Top of Provided records

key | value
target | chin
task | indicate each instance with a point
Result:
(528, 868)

Bottom of Provided records

## Work instructions:
Each entry is to be given again, exactly as it stands.

## Task solution:
key | value
target | chin
task | indicate each instance with a point
Result:
(528, 868)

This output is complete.